● **Provided text**
┌────────
Soylent Blog / 2 years ago
You’ve got it. The game-changing product that could take your company to the next level. All you need to do is figure out how you will price it. Simple enough – nothing a leadership meeting can’t solve right?
And then this happens:
“Our margins should be as low as possible. That way we can capture the market and maximize our revenue growth. That’s all the VC’s care about anyway!”
“No way.. our products deliver tremendous value to customers. We should price them at 2-3X what our costs are. That way we can take our profits and reinvest in marketing and R&D. Look at Apple.. they are making a killing off this strategy.”
Sound familiar? It’s the classic debate about optimizing for growth or profitability.
It came up time and time again in our strategy discussions and was leading us nowhere. We needed to turn the philosophical discussion into a data-driven one.
The first step to solving our margin problem was to stop talking about margins!
Margins are a useful accounting concept, meaning simply sales minus the direct cost of those sales. Margins, however, ignore a crucial dimension – time. Time is the major difference between profits on paper and cash available to run the business. As they say, you can’t pay the bills with margins.
Ignoring time in our financial analysis would be akin to a physicist who couldn’t see time as the fourth dimension. This physicist probably wouldn’t have a long career.
Take Amazon (AMZN) for example. Most people recognize AMZN as a “low margin” business that has disrupted traditional retail, but most people don’t know that Amazon could have negative margins and still generate significant cash flows.
How is that possible? It lies in how they manage their working capital and how efficiently they convert that capital into cash. We can quantify it through the Cash Conversion Cycle (CCC).
According to Investopedia:
The cash conversion cycle (CCC) is one of several measures of management effectiveness. It measures how fast a company can convert cash on hand into even more cash on hand. The CCC does this by following the cash as it is first converted into inventory and accounts payable (AP), through sales and accounts receivable (AR), and then back into cash.
To visualize, let’s imagine Apple selling iPhones. The cycle starts when Foxconn manufactures iPhones and delivers them to Apple. Inventory is created. Apple owes Foxconn for the production, but no cash will be paid until weeks or month later. These debts are called “accounts payable.” Now Apple sells the iPhones to end users. Retail customers buying online pay Apple cash right away. However, for larger wholesale clients like Best Buy, Apple may wait 30 or more days to collect cash on these sales. These are our “accounts receivable.”
To bring in cash on the iPhones, Apple must hold the inventory and collect on the receivables from selling that inventory. Cash goes out when they pay off the payables from producing that inventory. The difference between the inventory + receivable hold time and payable time represents the number of days cash is tied up while running the business. Just like in golf, the lower the number, the better.
Here’s a visualization for our business:
I encourage you to read this article for a full explanation of the CCC and how it’s calculated. Here is the calculation done with public financials for AMZN over 2014:
AMZN holds inventory for 39 days, and it takes them 21 days to collect on receivables. They have a whopping 78 days to pay suppliers, though. This puts their cash conversion cycle at negative 18 days, something you will rarely find in a physical goods company.
└────────
● **Material**
┌────────
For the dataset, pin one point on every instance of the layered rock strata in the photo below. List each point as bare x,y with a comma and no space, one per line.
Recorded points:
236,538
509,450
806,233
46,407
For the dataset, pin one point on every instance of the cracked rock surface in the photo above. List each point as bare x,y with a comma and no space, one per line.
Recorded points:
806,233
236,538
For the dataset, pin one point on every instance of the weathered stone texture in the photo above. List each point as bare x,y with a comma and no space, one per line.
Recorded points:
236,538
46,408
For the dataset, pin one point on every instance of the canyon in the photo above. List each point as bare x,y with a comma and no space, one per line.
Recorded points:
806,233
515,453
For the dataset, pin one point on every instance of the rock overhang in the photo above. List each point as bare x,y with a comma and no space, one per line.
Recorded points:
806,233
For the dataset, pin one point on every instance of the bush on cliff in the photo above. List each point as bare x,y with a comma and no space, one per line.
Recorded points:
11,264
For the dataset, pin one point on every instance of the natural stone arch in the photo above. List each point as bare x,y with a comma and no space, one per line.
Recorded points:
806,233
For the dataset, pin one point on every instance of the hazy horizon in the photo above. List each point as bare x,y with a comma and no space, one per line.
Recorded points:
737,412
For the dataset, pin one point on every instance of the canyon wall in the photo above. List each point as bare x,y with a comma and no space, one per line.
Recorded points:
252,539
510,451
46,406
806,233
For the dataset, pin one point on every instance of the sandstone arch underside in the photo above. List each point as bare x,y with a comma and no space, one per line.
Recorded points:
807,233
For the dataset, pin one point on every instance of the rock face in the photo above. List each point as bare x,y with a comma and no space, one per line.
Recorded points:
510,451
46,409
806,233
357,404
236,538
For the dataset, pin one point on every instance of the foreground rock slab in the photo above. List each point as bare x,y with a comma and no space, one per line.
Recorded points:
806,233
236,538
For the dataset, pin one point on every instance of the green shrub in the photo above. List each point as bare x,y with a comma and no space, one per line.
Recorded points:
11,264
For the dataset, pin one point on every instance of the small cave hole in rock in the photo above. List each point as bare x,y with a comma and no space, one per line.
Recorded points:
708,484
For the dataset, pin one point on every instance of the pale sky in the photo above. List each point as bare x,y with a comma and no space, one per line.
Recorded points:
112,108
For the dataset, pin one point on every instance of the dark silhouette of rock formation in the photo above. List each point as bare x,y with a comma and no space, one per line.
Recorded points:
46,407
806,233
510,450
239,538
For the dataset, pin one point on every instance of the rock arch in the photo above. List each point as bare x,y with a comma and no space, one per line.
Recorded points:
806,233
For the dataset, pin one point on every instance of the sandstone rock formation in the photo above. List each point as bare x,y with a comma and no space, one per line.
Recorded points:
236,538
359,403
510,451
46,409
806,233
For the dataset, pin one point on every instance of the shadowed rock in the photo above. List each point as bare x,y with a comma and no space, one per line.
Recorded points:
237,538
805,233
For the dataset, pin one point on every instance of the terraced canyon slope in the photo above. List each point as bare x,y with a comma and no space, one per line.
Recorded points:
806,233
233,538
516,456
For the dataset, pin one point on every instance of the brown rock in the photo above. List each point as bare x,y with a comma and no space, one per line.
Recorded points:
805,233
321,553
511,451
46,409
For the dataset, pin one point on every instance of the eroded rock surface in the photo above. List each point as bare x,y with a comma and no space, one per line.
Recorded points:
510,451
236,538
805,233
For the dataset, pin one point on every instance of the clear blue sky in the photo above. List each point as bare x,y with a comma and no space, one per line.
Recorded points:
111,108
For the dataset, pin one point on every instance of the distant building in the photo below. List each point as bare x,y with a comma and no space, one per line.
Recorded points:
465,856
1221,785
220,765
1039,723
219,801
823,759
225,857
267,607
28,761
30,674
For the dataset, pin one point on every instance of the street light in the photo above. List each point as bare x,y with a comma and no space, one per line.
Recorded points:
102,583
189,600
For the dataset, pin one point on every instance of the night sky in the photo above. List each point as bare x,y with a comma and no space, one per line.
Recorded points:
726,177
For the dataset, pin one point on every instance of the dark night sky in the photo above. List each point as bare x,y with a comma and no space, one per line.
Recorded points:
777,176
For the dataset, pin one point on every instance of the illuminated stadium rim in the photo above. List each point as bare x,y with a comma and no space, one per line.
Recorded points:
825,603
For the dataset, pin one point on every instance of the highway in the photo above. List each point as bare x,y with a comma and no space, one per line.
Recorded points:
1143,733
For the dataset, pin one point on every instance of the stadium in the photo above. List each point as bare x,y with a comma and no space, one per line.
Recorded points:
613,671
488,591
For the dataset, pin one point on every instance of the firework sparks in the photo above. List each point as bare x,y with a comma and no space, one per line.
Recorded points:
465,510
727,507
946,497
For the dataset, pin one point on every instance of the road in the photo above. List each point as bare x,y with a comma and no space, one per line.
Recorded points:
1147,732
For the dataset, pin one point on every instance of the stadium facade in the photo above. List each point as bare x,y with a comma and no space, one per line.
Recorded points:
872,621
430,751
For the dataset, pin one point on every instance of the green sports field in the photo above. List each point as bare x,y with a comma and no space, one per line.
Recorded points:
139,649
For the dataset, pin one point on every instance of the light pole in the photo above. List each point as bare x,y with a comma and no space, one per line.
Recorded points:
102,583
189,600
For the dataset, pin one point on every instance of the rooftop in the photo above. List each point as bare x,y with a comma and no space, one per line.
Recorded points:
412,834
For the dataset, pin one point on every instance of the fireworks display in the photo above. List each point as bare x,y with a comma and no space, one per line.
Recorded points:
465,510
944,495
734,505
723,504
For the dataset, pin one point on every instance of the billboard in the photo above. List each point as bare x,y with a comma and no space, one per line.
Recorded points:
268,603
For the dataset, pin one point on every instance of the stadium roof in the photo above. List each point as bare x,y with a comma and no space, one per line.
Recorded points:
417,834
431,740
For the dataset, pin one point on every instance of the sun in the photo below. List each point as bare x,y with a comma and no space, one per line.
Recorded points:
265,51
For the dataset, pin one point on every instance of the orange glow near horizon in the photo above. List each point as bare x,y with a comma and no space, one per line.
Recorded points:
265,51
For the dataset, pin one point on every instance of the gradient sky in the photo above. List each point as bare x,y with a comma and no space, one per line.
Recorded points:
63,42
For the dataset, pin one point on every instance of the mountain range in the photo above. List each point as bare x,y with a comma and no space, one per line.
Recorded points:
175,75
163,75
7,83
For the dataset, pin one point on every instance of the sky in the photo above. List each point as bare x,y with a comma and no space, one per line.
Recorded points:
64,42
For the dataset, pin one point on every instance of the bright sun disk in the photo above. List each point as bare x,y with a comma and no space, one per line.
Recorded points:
└────────
● **Written instruction 1**
According to the blog post, what was Amazon's cash conversion cycle in 2014?
● **Written instruction 2**
From the records, extract the lines starting with the one that contains "instance of the sun" and running through the last line of the records, reproducing each line word for word.
These records are unrelated to the blog post.

● **Written solution 1**
Amazon's cash conversion cycle was negative 18 days.

● **Written solution 2**
For the dataset, pin one point on every instance of the sun in the photo below. List each point as bare x,y with a comma and no space, one per line.
Recorded points:
265,51
For the dataset, pin one point on every instance of the orange glow near horizon in the photo above. List each point as bare x,y with a comma and no space, one per line.
Recorded points:
265,51
For the dataset, pin one point on every instance of the gradient sky in the photo above. List each point as bare x,y with a comma and no space, one per line.
Recorded points:
63,42
For the dataset, pin one point on every instance of the mountain range in the photo above. List each point as bare x,y with a comma and no space, one per line.
Recorded points:
175,75
163,75
7,83
For the dataset, pin one point on every instance of the sky in the photo above. List each point as bare x,y with a comma and no space, one per line.
Recorded points:
64,42
For the dataset, pin one point on every instance of the bright sun disk in the photo above. List each point as bare x,y with a comma and no space, one per line.
Recorded points:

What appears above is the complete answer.